> _SELECTED TEXT_:
The antidote to anti-public lands extremism
Posted: Sunday, March 6, 2016 9:00 am
By BRIAN SYBERT
... neither the armed militants at Malheur nor the suit-clad lands transfer zealots in Utah and DC have anticipated how much the American people, Westerners in particular, value public lands. In January, Colorado College released its sixth-annual bipartisan Conservation in the West Poll, showing that Western voters, including Montanans, see American public lands as integral to our economy and way of life and overwhelmingly oppose efforts to weaken and seize those lands.
The poll .. revealed that Westerners strongly support people working together to find common-ground solutions to public land challenges, and herein lies the antidote to the toxic anti-public lands agenda represented by the likes of the Bundy gang and the American Lands Council. Community-driven collaboratives not only result in the protection of wild places, the creation of new jobs, and the advancement of our public lands legacy, they also nourish our nations democracy ...

> _WHAT IS BEING ASKED_: Can you return, word for word, the passage of the public lands piece that begins at "The antidote to anti-public" and stops after "seize those lands."?

> _ENTRIES SUPPLIED_:
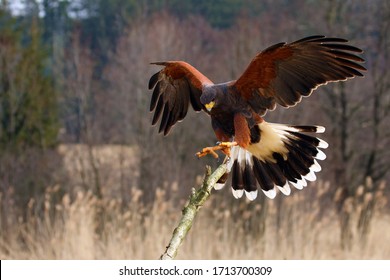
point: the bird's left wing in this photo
(176, 86)
(284, 73)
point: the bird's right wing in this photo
(175, 86)
(284, 73)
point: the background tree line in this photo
(76, 72)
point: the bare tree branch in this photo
(196, 201)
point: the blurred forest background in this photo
(84, 175)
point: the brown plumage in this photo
(272, 156)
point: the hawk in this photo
(269, 155)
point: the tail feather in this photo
(284, 156)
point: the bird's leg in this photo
(222, 146)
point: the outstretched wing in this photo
(175, 86)
(283, 73)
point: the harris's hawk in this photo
(272, 156)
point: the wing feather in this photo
(284, 73)
(175, 87)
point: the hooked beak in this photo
(210, 106)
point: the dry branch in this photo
(195, 202)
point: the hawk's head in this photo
(208, 97)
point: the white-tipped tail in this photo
(284, 156)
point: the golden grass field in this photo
(296, 227)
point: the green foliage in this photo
(28, 101)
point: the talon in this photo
(223, 146)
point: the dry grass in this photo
(302, 226)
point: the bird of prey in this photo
(269, 155)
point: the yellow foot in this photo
(222, 146)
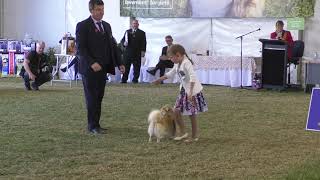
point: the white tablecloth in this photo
(216, 70)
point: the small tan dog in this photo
(161, 123)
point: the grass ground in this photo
(245, 135)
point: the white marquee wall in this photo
(48, 20)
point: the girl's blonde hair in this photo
(177, 48)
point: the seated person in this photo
(281, 34)
(32, 65)
(164, 61)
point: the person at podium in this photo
(283, 35)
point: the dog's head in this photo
(167, 112)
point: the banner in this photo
(19, 63)
(5, 65)
(217, 8)
(313, 122)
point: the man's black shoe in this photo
(34, 86)
(152, 72)
(27, 87)
(64, 69)
(94, 131)
(102, 130)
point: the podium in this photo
(274, 63)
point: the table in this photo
(60, 58)
(224, 70)
(215, 70)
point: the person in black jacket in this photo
(134, 41)
(96, 49)
(164, 61)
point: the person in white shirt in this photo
(190, 100)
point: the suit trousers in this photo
(94, 85)
(162, 65)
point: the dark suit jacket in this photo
(286, 35)
(136, 44)
(96, 47)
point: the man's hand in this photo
(122, 69)
(32, 76)
(96, 67)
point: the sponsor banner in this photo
(5, 65)
(313, 121)
(217, 8)
(12, 63)
(19, 63)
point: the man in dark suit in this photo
(96, 49)
(164, 61)
(135, 44)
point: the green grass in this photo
(245, 135)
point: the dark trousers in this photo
(136, 70)
(94, 85)
(162, 65)
(41, 78)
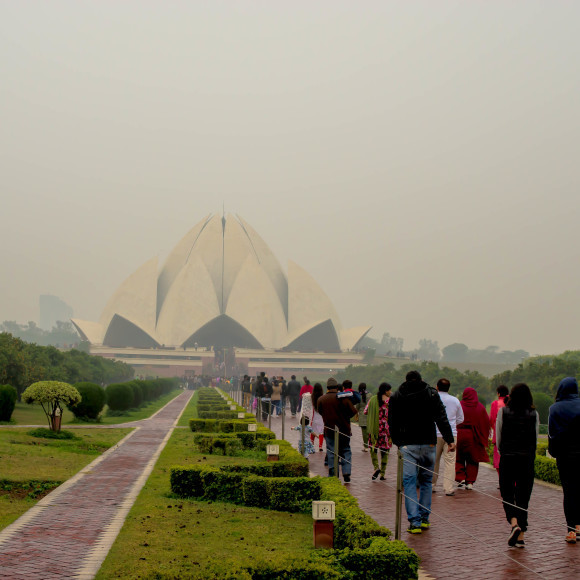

> _EXERCISE RESULT_:
The antidote to anti-public lands extremism
Posted: Sunday, March 6, 2016 9:00 am
By BRIAN SYBERT
... neither the armed militants at Malheur nor the suit-clad lands transfer zealots in Utah and DC have anticipated how much the American people, Westerners in particular, value public lands. In January, Colorado College released its sixth-annual bipartisan Conservation in the West Poll, showing that Western voters, including Montanans, see American public lands as integral to our economy and way of life and overwhelmingly oppose efforts to weaken and seize those lands.